** EXERCISE PROMPT **
Arrange every line of the entries below into a Markdown table with two columns, No. and Line. Number the rows in order and leave out any blank lines.

** RECORDS PROVIDED **
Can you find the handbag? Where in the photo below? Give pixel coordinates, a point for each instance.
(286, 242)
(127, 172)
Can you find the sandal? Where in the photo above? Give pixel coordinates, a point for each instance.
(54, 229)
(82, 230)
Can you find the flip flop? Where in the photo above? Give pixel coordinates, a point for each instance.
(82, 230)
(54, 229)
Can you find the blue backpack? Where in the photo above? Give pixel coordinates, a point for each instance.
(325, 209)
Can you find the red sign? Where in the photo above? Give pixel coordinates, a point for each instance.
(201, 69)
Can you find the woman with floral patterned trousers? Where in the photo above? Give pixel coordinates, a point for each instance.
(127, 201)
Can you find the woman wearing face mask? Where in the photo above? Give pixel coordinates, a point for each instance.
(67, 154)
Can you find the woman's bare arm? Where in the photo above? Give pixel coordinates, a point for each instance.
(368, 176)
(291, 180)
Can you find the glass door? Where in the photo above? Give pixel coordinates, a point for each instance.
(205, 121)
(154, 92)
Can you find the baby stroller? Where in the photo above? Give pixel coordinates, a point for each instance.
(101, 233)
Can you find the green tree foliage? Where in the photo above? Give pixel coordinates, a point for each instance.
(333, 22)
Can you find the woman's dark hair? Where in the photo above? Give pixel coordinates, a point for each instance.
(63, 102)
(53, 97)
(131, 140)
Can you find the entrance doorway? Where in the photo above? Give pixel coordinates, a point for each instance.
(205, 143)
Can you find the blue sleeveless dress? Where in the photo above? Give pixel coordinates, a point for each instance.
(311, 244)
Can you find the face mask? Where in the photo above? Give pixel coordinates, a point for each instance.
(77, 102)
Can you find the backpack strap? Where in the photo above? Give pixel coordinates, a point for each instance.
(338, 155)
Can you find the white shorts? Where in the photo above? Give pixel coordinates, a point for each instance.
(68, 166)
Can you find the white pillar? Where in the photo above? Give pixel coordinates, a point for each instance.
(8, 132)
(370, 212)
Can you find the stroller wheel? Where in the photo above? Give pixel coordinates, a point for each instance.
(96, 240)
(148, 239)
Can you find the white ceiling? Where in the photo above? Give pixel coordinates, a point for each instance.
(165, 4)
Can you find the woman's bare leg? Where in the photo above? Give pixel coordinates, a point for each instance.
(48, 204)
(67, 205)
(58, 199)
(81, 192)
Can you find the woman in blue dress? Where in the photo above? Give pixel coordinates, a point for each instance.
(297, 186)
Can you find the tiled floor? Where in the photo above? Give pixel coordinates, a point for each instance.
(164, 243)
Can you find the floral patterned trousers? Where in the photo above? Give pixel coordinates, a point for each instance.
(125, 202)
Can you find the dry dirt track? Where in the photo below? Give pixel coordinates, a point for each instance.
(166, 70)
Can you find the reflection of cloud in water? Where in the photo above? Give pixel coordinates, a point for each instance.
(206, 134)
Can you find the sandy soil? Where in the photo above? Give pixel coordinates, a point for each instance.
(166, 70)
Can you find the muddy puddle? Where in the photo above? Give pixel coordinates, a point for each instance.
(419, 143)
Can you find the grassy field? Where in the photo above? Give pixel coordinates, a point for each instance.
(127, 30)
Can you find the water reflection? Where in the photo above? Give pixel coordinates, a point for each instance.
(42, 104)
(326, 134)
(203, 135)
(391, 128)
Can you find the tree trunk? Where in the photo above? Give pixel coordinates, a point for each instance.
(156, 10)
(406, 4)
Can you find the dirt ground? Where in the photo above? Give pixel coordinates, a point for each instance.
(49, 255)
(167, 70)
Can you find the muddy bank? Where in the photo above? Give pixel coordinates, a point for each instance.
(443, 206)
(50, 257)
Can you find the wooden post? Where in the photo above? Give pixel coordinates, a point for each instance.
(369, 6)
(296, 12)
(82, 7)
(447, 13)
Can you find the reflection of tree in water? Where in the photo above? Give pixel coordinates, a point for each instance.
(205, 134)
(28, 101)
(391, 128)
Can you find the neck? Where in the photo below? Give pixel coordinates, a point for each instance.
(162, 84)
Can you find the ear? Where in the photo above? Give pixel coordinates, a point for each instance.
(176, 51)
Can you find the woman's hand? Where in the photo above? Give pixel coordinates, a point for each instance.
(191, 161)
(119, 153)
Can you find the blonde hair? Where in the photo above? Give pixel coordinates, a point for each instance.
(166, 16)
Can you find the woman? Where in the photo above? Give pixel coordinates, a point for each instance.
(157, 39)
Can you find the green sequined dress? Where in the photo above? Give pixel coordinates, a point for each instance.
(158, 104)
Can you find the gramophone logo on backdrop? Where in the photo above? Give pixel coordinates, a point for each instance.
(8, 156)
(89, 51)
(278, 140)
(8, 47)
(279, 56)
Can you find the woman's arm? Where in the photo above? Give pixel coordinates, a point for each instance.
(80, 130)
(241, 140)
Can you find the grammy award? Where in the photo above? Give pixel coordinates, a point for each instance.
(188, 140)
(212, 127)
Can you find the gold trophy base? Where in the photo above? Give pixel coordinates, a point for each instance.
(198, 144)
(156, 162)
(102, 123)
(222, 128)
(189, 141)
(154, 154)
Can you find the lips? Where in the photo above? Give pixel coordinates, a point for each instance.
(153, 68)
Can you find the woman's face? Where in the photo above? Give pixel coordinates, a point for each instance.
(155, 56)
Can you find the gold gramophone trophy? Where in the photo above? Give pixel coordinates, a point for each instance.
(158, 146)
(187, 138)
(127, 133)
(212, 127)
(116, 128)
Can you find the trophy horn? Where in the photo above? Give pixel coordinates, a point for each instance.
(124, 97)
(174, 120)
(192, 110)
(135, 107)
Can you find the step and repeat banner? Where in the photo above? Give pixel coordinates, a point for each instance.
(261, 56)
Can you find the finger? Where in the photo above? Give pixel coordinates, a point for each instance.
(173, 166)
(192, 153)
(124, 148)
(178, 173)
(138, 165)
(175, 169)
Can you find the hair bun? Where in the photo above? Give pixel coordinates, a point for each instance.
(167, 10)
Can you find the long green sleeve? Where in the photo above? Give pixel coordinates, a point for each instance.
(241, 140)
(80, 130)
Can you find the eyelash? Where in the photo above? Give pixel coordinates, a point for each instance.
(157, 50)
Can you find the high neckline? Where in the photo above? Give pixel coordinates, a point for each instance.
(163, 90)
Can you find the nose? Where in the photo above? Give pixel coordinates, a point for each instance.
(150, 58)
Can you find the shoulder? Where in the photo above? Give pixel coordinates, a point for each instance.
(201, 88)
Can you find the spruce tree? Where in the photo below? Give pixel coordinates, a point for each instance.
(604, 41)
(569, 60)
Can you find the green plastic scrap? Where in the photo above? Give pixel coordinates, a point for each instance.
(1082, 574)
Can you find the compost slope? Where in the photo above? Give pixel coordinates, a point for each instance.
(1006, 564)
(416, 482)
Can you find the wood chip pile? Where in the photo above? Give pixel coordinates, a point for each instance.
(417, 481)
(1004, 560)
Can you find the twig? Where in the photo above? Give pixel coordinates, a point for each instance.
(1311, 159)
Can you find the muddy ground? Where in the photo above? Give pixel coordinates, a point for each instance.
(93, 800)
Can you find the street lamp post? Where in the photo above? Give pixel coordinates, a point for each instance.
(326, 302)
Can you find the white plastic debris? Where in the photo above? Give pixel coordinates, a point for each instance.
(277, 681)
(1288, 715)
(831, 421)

** THE COMPLETED TASK **
| No. | Line |
|---|---|
| 1 | Can you find the handbag? Where in the photo below? Give pixel coordinates, a point for each instance. |
| 2 | (286, 242) |
| 3 | (127, 172) |
| 4 | Can you find the sandal? Where in the photo above? Give pixel coordinates, a point for each instance. |
| 5 | (54, 229) |
| 6 | (82, 230) |
| 7 | Can you find the flip flop? Where in the photo above? Give pixel coordinates, a point for each instance. |
| 8 | (82, 230) |
| 9 | (54, 229) |
| 10 | Can you find the blue backpack? Where in the photo above? Give pixel coordinates, a point for each instance. |
| 11 | (325, 209) |
| 12 | Can you find the red sign? Where in the photo above? Give pixel coordinates, a point for each instance. |
| 13 | (201, 69) |
| 14 | Can you find the woman with floral patterned trousers? Where in the photo above? Give pixel coordinates, a point for each instance. |
| 15 | (127, 201) |
| 16 | Can you find the woman wearing face mask? Where in the photo above? Give pixel coordinates, a point for each instance. |
| 17 | (67, 154) |
| 18 | Can you find the woman's bare arm? Where in the photo above? Give pixel coordinates, a point for each instance. |
| 19 | (368, 176) |
| 20 | (291, 180) |
| 21 | Can you find the glass door? Where in the photo above? Give pixel coordinates, a point for each instance. |
| 22 | (205, 121) |
| 23 | (154, 92) |
| 24 | Can you find the baby stroller? Where in the photo above? Give pixel coordinates, a point for each instance. |
| 25 | (101, 233) |
| 26 | Can you find the green tree foliage? Where in the photo above? Give pixel coordinates, a point for each instance. |
| 27 | (333, 22) |
| 28 | Can you find the woman's dark hair? Where in the photo above? Give pixel coordinates, a point for each instance. |
| 29 | (63, 102) |
| 30 | (53, 97) |
| 31 | (131, 140) |
| 32 | Can you find the entrance doorway? Where in the photo above? Give pixel coordinates, a point for each instance. |
| 33 | (205, 143) |
| 34 | Can you find the blue sleeveless dress? Where in the photo above? Give pixel coordinates, a point for each instance. |
| 35 | (311, 244) |
| 36 | Can you find the face mask? Where in the photo above? Give pixel coordinates, a point for each instance. |
| 37 | (77, 102) |
| 38 | Can you find the backpack strap? Where in the photo above? Give pixel coordinates, a point for each instance. |
| 39 | (338, 155) |
| 40 | Can you find the white shorts? Where in the photo above? Give pixel coordinates, a point for each instance. |
| 41 | (68, 166) |
| 42 | Can you find the white pillar? Where in the photo above? Give pixel coordinates, a point for each instance. |
| 43 | (8, 132) |
| 44 | (370, 212) |
| 45 | Can you find the stroller wheel? Where in the photo above? Give pixel coordinates, a point for each instance. |
| 46 | (96, 240) |
| 47 | (148, 239) |
| 48 | Can you find the white ceiling? Where in the photo above? Give pixel coordinates, a point for each instance. |
| 49 | (165, 4) |
| 50 | Can you find the woman's bare leg? Where in the photo above? Give pixel coordinates, a point for each instance. |
| 51 | (48, 204) |
| 52 | (67, 205) |
| 53 | (58, 199) |
| 54 | (81, 192) |
| 55 | Can you find the woman in blue dress? Where in the photo above? Give pixel coordinates, a point for each instance. |
| 56 | (297, 186) |
| 57 | Can you find the tiled floor? Where in the photo above? Give pixel coordinates, a point for each instance. |
| 58 | (164, 243) |
| 59 | Can you find the floral patterned trousers? Where in the photo above? Give pixel coordinates, a point for each instance. |
| 60 | (125, 202) |
| 61 | Can you find the dry dirt track? Where in the photo below? Give pixel coordinates, a point for each instance. |
| 62 | (166, 70) |
| 63 | Can you find the reflection of cloud in water? Where in the photo above? Give pixel coordinates, a point for each instance. |
| 64 | (206, 134) |
| 65 | Can you find the sandy soil? Where in the photo above? Give pixel coordinates, a point for each instance. |
| 66 | (166, 70) |
| 67 | Can you find the muddy puddle? Where in the photo above? Give pixel coordinates, a point for each instance. |
| 68 | (419, 143) |
| 69 | Can you find the grassy field? Where in the photo above? Give pixel coordinates, a point for each instance. |
| 70 | (127, 30) |
| 71 | Can you find the water reflection? Where in the photo above? Give pixel coordinates, a point for each instance. |
| 72 | (42, 104) |
| 73 | (326, 134) |
| 74 | (203, 135) |
| 75 | (391, 128) |
| 76 | Can you find the tree trunk? Where in the photo above? Give pixel coordinates, a point for each instance. |
| 77 | (156, 10) |
| 78 | (406, 4) |
| 79 | Can you find the dirt ground? Where in the photo above? Give pixel coordinates, a point for each instance. |
| 80 | (49, 255) |
| 81 | (167, 70) |
| 82 | Can you find the muddy bank? Where in the photo above? Give pixel coordinates, a point for each instance. |
| 83 | (443, 206) |
| 84 | (50, 257) |
| 85 | Can you find the wooden post? Where in the photo above? Give pixel coordinates, a point for each instance. |
| 86 | (369, 6) |
| 87 | (296, 12) |
| 88 | (82, 7) |
| 89 | (447, 13) |
| 90 | Can you find the reflection of tree in water? Where in the photo above? Give pixel coordinates, a point for each instance. |
| 91 | (205, 134) |
| 92 | (28, 101) |
| 93 | (391, 128) |
| 94 | Can you find the neck? Where in the photo below? Give pixel coordinates, a point for each instance. |
| 95 | (162, 84) |
| 96 | Can you find the ear? Where in the photo above? Give pixel coordinates, a point for each instance. |
| 97 | (176, 51) |
| 98 | Can you find the woman's hand? Where in the photo above? Give pixel coordinates, a point for each instance. |
| 99 | (191, 161) |
| 100 | (119, 153) |
| 101 | Can you find the blonde hair? Where in the photo above? Give pixel coordinates, a point for each instance. |
| 102 | (166, 16) |
| 103 | Can you find the woman? Where in the photo above? Give pixel coordinates, a point for each instance. |
| 104 | (157, 39) |
| 105 | Can you find the green sequined dress? Where in the photo above? Give pixel coordinates, a point for each instance. |
| 106 | (158, 104) |
| 107 | Can you find the gramophone logo on backdrop? Where in the photo above? Give pixel coordinates, a point for each instance. |
| 108 | (8, 156) |
| 109 | (89, 51) |
| 110 | (278, 140) |
| 111 | (8, 47) |
| 112 | (279, 56) |
| 113 | Can you find the woman's arm? Where in the photo above? Give pixel coordinates, a point for each instance. |
| 114 | (80, 130) |
| 115 | (241, 140) |
| 116 | Can you find the grammy award? Where in the photo above? Give pixel coordinates, a point for each instance. |
| 117 | (188, 140) |
| 118 | (212, 127) |
| 119 | Can you find the gold trophy base? Where in the photo above? Give pixel coordinates, a point for each instance. |
| 120 | (198, 144) |
| 121 | (156, 162) |
| 122 | (102, 123) |
| 123 | (222, 128) |
| 124 | (189, 141) |
| 125 | (154, 154) |
| 126 | Can you find the lips? Where in the photo above? Give pixel coordinates, a point for each instance. |
| 127 | (153, 68) |
| 128 | Can you find the woman's face? Where in the photo above? Give pixel coordinates, a point for each instance. |
| 129 | (155, 56) |
| 130 | Can you find the gold gramophone trophy? Where in the photo above? Give pixel coordinates, a point for each instance. |
| 131 | (158, 146) |
| 132 | (187, 138) |
| 133 | (127, 133) |
| 134 | (212, 127) |
| 135 | (116, 128) |
| 136 | Can you find the trophy horn? Where in the photo above? Give pixel coordinates, a point for each instance. |
| 137 | (124, 97) |
| 138 | (174, 120) |
| 139 | (192, 110) |
| 140 | (135, 107) |
| 141 | Can you find the step and repeat banner? Where in the photo above? Give pixel coordinates, a point for each instance. |
| 142 | (261, 56) |
| 143 | Can you find the finger? Where in the photo above? Give pixel coordinates, a point for each instance. |
| 144 | (173, 166) |
| 145 | (192, 153) |
| 146 | (124, 148) |
| 147 | (178, 173) |
| 148 | (138, 165) |
| 149 | (175, 169) |
| 150 | Can you find the hair bun? Where in the photo above? Give pixel coordinates, a point for each instance. |
| 151 | (167, 10) |
| 152 | Can you find the long green sleeve? Where in the photo above? Give pixel coordinates, a point for each instance. |
| 153 | (241, 140) |
| 154 | (80, 130) |
| 155 | Can you find the eyelash? Where in the photo above? Give pixel coordinates, a point for each instance. |
| 156 | (157, 50) |
| 157 | Can you find the high neckline? Where in the photo above? Give pixel coordinates, a point for each instance. |
| 158 | (163, 90) |
| 159 | Can you find the nose? Where in the photo above? Give pixel coordinates, a point for each instance. |
| 160 | (150, 58) |
| 161 | Can you find the shoulder? Where in the photo above? Give pixel coordinates, a point for each instance. |
| 162 | (201, 88) |
| 163 | Can you find the spruce tree? Where in the photo below? Give pixel coordinates, a point for each instance. |
| 164 | (604, 41) |
| 165 | (569, 60) |
| 166 | Can you find the green plastic scrap? Where in the photo above? Give pixel coordinates, a point for each instance. |
| 167 | (1082, 574) |
| 168 | Can you find the compost slope? Where in the photo above? Give pixel coordinates, a point for each instance. |
| 169 | (1006, 564) |
| 170 | (416, 482) |
| 171 | Can you find the wood chip pile? Where in the photo above? Give pixel coordinates, a point for each instance. |
| 172 | (417, 481) |
| 173 | (1004, 560) |
| 174 | Can you find the twig? Where in the photo above? Give pixel coordinates, a point for each instance. |
| 175 | (1311, 159) |
| 176 | Can you find the muddy ground? Where in the photo above? Give pixel coordinates, a point for each instance. |
| 177 | (93, 800) |
| 178 | Can you find the street lamp post? Where in the photo above? Give pixel coordinates, a point for each instance. |
| 179 | (326, 302) |
| 180 | Can you find the white plastic debris? Where in the photo above? Give pixel coordinates, a point for each instance. |
| 181 | (277, 681) |
| 182 | (1288, 715) |
| 183 | (831, 421) |